- **Work to complete**
The lines to extract start at the one containing "target | sunset sky" and end with the last line; give them exactly and nothing more.

Records of labeled points
#####
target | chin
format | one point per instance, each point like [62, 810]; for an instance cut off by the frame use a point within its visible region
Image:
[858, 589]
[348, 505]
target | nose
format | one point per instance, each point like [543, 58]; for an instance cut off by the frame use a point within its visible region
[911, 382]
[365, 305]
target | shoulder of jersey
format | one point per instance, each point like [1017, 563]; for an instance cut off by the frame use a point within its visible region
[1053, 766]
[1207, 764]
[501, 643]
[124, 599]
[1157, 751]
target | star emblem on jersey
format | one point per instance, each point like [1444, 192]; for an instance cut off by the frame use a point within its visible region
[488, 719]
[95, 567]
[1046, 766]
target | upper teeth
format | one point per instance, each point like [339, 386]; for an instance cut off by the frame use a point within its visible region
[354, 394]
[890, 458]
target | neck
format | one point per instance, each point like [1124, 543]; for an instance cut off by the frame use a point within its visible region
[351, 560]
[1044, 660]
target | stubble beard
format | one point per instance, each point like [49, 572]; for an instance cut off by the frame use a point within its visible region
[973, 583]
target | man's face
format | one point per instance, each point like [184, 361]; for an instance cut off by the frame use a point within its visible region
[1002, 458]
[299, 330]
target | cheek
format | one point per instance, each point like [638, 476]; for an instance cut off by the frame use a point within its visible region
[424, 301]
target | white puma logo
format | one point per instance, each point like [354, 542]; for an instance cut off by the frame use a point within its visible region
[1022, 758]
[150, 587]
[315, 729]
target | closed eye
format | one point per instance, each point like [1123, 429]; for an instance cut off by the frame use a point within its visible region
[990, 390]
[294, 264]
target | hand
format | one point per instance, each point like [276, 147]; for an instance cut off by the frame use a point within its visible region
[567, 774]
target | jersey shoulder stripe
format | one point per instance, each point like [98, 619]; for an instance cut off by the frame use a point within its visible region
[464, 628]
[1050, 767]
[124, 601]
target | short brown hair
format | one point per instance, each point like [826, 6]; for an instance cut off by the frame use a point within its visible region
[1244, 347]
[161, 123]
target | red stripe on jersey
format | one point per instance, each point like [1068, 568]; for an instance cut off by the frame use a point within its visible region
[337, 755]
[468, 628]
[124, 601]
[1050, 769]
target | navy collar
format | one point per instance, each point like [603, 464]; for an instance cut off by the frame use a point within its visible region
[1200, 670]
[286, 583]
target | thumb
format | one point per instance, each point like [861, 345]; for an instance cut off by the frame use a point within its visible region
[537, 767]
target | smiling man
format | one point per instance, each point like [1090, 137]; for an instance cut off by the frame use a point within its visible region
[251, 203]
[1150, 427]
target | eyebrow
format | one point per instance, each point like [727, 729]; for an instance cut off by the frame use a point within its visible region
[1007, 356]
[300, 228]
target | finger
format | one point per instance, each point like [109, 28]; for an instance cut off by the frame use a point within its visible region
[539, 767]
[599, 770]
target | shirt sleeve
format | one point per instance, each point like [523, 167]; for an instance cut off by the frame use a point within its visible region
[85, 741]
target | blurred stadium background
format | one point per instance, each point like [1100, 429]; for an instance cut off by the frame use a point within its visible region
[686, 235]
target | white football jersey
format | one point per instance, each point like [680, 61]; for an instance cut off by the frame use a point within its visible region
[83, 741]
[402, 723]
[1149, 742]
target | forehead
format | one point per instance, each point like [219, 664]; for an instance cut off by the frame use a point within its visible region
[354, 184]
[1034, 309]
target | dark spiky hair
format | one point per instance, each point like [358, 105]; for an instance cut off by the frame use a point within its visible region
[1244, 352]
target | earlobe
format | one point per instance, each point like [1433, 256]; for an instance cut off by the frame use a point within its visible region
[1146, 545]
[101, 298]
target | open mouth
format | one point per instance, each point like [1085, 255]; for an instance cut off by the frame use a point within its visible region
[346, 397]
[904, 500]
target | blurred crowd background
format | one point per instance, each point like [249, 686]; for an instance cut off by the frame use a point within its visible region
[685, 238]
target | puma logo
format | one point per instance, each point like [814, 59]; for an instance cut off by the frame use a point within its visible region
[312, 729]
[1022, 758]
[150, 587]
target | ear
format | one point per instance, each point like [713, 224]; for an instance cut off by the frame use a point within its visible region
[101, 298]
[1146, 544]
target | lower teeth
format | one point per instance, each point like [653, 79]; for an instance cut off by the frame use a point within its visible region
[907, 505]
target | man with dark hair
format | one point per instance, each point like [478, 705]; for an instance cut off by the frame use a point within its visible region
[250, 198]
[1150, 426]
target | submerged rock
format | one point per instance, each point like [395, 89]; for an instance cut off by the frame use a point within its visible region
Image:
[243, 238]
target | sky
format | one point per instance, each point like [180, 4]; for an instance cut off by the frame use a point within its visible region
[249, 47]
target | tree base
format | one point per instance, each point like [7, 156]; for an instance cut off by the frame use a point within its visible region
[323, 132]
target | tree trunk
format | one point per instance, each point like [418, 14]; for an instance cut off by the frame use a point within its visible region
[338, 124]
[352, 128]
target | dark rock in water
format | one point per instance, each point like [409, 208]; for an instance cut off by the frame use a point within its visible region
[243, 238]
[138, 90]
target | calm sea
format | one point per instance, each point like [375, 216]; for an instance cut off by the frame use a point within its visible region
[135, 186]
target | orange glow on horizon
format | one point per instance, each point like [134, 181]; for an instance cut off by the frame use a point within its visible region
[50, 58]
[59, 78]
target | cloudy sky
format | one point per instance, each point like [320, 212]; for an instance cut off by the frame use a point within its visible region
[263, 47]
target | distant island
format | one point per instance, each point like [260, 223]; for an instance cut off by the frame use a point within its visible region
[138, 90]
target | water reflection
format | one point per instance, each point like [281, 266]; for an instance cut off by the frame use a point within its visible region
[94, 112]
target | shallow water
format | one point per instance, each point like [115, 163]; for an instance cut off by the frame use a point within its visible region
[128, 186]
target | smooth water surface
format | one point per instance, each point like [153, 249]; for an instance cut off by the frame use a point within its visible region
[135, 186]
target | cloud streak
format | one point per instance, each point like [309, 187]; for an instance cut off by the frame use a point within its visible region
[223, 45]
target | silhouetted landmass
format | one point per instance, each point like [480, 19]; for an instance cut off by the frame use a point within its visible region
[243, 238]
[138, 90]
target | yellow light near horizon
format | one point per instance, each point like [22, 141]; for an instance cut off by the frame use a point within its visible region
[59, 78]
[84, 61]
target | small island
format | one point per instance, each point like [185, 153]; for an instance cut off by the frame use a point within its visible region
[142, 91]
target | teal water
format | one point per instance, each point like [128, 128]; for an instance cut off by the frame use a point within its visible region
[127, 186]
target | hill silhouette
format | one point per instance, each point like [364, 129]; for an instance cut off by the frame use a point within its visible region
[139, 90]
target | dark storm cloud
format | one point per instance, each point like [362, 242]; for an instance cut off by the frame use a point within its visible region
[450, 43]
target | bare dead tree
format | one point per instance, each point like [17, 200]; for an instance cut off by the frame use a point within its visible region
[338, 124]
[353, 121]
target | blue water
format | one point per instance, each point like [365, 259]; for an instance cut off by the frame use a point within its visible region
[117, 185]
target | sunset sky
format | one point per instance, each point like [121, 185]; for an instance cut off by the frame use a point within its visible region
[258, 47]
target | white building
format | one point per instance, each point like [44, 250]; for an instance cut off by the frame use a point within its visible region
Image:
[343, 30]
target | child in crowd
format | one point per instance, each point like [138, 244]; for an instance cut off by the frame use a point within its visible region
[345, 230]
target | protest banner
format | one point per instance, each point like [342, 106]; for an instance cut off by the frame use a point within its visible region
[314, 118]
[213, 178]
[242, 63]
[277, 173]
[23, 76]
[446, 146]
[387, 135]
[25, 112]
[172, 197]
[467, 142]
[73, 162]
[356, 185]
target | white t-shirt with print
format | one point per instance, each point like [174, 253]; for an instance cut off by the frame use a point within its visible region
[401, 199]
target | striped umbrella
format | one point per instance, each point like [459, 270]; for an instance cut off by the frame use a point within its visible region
#####
- **Full solution**
target | sunset sky
format | one point per instance, each point like [121, 185]; for an instance cut off by the frame use a point within its visible region
[258, 47]
target | white building
format | one point per instance, each point like [44, 250]; for an instance cut off by the frame use a point within its visible region
Image:
[343, 30]
target | child in crowd
format | one point per instance, each point like [138, 244]; for an instance cut off by the frame use a point within its visible region
[345, 230]
target | protest banner
format | one point per instance, each point like [342, 106]; for an instance cut off by the frame use a point within its visible region
[314, 118]
[213, 178]
[242, 63]
[277, 173]
[23, 76]
[446, 146]
[387, 135]
[25, 112]
[172, 197]
[467, 142]
[73, 162]
[356, 185]
target | white t-shirt with print
format | one point per instance, each point like [174, 253]; for an instance cut off by the frame use a point within its visible region
[401, 199]
target | striped umbrella
format | one point per instance, each point like [459, 270]; for an instance cut off by the frame use a point within its visible region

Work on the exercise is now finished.